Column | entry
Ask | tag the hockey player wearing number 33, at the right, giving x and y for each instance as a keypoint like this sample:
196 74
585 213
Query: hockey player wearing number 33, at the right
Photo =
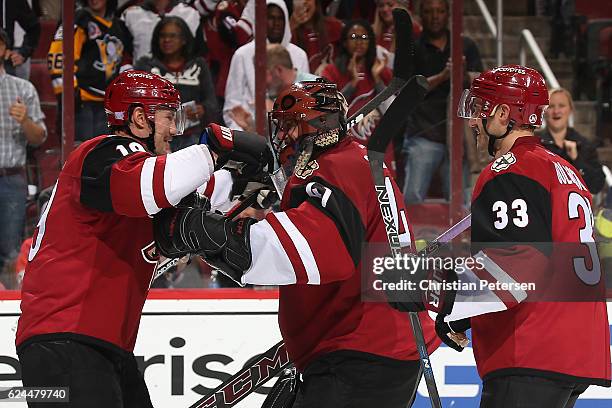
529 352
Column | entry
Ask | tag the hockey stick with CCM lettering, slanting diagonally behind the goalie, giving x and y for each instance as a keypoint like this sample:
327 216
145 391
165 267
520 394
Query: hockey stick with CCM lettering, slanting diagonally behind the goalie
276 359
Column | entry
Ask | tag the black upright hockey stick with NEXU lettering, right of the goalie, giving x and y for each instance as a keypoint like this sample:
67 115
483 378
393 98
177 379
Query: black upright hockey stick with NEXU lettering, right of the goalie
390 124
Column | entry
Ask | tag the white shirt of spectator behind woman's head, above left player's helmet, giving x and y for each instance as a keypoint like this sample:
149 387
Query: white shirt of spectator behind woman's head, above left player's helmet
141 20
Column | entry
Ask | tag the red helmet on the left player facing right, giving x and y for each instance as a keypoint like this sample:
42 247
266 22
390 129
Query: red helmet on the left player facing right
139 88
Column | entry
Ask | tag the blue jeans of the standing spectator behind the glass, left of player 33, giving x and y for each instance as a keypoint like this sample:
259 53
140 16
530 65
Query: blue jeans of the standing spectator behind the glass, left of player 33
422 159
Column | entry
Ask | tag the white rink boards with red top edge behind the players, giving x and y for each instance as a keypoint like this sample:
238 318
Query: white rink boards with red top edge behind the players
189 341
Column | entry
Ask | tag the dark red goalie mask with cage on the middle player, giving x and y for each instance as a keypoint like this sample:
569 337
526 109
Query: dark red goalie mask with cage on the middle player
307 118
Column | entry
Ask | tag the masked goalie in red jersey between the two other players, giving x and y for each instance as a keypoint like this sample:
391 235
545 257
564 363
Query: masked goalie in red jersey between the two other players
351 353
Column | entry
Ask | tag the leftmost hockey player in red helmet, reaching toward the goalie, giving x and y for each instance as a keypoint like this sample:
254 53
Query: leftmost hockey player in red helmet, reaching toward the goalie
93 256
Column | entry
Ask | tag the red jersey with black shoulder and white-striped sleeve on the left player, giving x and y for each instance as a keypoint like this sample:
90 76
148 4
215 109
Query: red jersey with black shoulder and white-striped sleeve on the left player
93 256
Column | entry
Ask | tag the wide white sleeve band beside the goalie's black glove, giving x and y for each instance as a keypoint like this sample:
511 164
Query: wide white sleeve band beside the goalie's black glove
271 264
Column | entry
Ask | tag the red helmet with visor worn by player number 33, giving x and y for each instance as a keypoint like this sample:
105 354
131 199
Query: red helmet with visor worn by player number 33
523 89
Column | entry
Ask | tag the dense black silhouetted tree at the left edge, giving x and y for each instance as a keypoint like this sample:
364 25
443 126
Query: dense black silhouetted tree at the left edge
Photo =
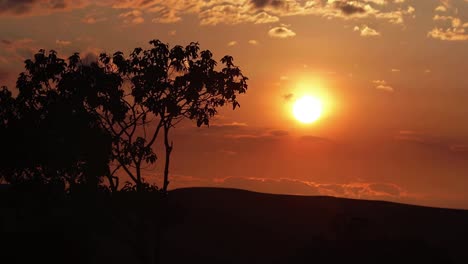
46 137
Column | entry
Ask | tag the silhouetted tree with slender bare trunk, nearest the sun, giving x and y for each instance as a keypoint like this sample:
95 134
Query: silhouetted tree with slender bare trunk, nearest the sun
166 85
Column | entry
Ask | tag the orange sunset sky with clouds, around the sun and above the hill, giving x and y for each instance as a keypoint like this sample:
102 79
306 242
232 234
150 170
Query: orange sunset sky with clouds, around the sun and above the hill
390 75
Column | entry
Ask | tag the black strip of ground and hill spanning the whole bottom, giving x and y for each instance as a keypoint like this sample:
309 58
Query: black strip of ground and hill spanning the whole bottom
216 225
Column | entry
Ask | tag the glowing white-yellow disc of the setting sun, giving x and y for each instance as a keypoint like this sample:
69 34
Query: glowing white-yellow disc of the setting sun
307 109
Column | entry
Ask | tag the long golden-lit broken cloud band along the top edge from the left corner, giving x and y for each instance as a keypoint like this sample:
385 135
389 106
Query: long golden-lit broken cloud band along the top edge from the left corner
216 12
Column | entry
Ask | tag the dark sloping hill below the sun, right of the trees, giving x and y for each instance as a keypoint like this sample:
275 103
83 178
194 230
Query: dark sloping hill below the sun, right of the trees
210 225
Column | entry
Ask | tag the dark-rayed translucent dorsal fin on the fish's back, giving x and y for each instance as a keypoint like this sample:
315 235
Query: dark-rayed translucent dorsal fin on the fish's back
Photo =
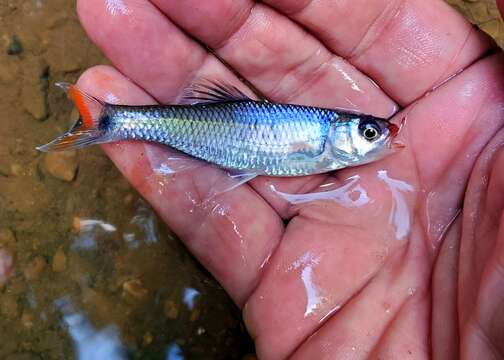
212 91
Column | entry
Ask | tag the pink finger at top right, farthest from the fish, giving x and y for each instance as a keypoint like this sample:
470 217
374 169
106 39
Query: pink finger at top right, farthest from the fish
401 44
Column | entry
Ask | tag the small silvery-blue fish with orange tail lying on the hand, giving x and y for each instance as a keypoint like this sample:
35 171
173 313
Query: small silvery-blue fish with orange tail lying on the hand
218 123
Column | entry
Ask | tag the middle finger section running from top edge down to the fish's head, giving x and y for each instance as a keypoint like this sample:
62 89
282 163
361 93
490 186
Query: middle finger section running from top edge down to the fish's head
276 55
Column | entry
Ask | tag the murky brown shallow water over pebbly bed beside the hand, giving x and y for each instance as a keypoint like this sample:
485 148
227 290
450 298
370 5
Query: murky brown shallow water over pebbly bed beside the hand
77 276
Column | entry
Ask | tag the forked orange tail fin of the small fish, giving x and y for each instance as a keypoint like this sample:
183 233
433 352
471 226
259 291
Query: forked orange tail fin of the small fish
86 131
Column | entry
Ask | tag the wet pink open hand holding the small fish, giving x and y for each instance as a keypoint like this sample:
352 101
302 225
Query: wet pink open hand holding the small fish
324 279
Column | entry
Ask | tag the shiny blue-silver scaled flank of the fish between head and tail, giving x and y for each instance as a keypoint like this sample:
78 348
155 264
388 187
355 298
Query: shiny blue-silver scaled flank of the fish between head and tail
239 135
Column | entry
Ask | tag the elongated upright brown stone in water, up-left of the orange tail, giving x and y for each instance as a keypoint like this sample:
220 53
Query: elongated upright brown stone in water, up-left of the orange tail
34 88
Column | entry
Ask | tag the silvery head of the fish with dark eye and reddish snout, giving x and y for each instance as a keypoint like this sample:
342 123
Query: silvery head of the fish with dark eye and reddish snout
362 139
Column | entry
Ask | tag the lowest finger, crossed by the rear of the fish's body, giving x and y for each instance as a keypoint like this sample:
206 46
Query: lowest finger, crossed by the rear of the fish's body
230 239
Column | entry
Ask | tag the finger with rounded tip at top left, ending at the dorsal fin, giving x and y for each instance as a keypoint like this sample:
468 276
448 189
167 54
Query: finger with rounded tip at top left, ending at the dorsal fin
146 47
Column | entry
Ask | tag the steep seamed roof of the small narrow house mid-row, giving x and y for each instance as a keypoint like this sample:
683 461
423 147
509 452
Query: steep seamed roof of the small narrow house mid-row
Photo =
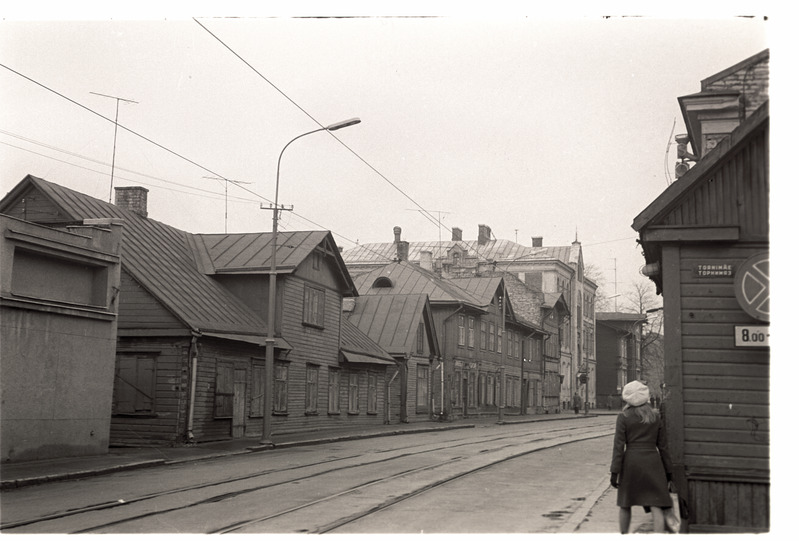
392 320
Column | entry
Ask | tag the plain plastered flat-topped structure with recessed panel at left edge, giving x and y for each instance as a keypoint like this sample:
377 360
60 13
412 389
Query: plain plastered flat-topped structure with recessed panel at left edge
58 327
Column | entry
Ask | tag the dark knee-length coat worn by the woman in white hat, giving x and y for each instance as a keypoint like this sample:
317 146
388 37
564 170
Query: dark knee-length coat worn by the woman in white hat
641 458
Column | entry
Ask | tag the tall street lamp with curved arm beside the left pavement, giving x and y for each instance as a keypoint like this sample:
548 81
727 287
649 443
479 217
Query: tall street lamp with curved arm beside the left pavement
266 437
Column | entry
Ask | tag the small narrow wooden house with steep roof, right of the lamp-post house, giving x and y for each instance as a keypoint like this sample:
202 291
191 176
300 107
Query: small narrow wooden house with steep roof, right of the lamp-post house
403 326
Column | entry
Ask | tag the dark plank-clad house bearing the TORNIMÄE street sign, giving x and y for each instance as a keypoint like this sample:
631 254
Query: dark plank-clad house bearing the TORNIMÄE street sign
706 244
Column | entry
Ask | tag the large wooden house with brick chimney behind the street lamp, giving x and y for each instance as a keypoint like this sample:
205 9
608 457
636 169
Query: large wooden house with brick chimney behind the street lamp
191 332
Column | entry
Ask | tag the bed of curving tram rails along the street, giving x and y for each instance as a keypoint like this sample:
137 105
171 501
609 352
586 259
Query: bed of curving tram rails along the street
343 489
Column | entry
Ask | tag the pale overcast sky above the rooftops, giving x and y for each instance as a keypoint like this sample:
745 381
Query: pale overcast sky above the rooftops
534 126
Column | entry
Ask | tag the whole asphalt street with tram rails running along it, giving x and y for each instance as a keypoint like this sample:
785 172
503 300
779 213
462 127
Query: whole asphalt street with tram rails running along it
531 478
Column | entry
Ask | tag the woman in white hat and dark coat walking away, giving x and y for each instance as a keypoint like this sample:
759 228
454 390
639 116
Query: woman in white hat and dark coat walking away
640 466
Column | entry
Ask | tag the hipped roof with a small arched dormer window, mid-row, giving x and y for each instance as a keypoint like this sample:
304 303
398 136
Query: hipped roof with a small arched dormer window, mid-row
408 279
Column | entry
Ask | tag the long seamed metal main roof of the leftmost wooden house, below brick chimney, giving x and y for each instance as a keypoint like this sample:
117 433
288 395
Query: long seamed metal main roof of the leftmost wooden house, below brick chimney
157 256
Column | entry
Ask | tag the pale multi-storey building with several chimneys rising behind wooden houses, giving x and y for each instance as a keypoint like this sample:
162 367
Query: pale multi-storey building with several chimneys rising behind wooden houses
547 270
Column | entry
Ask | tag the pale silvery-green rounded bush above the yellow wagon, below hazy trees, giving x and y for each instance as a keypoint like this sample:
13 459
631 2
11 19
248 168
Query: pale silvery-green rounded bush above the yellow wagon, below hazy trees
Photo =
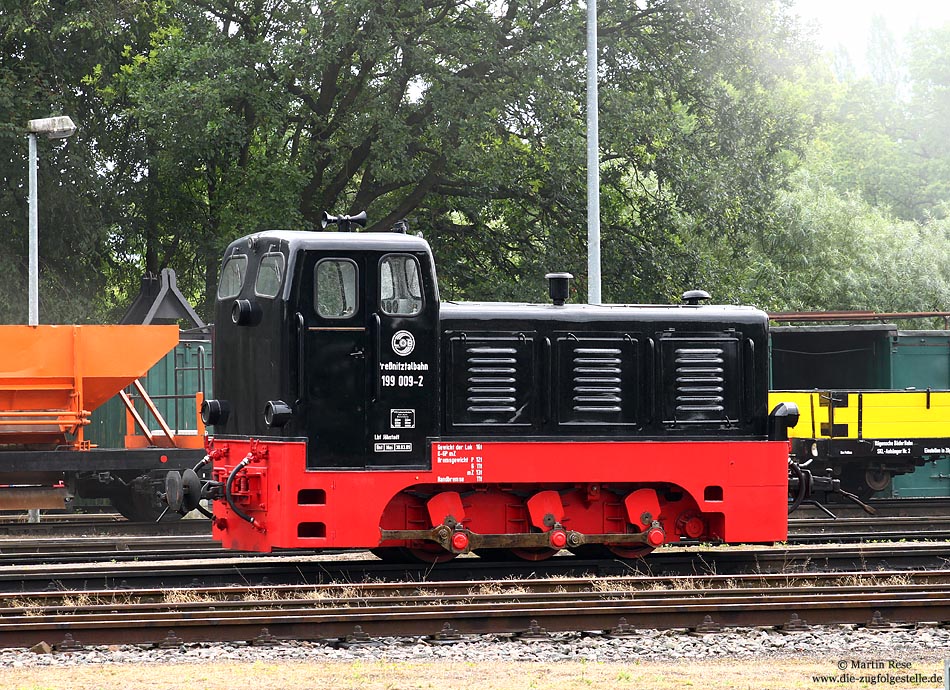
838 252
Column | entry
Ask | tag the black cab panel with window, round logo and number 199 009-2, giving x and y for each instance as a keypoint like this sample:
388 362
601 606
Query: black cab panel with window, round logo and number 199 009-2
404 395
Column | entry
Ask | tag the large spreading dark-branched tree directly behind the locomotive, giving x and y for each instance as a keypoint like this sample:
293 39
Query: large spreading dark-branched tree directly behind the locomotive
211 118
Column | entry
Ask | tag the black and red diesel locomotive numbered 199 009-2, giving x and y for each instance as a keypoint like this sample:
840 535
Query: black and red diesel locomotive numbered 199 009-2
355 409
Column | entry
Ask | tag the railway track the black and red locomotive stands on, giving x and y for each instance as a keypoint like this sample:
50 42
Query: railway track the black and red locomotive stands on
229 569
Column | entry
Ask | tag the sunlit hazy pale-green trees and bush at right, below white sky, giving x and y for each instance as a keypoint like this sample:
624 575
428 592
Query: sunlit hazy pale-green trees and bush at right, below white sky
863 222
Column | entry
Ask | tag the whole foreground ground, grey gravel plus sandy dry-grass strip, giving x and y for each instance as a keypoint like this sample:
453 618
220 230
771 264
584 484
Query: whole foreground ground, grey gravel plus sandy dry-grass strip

# Required action:
From the data, list each line in which the string "grey" appears.

# Answer box:
Ask | tag the whole foreground ground, grey gravel plus sandy dry-grass strip, giving x and y for each instance as a keypoint like this sample:
Query: whole foreground ground, grey gravel plus sandy dry-grass strip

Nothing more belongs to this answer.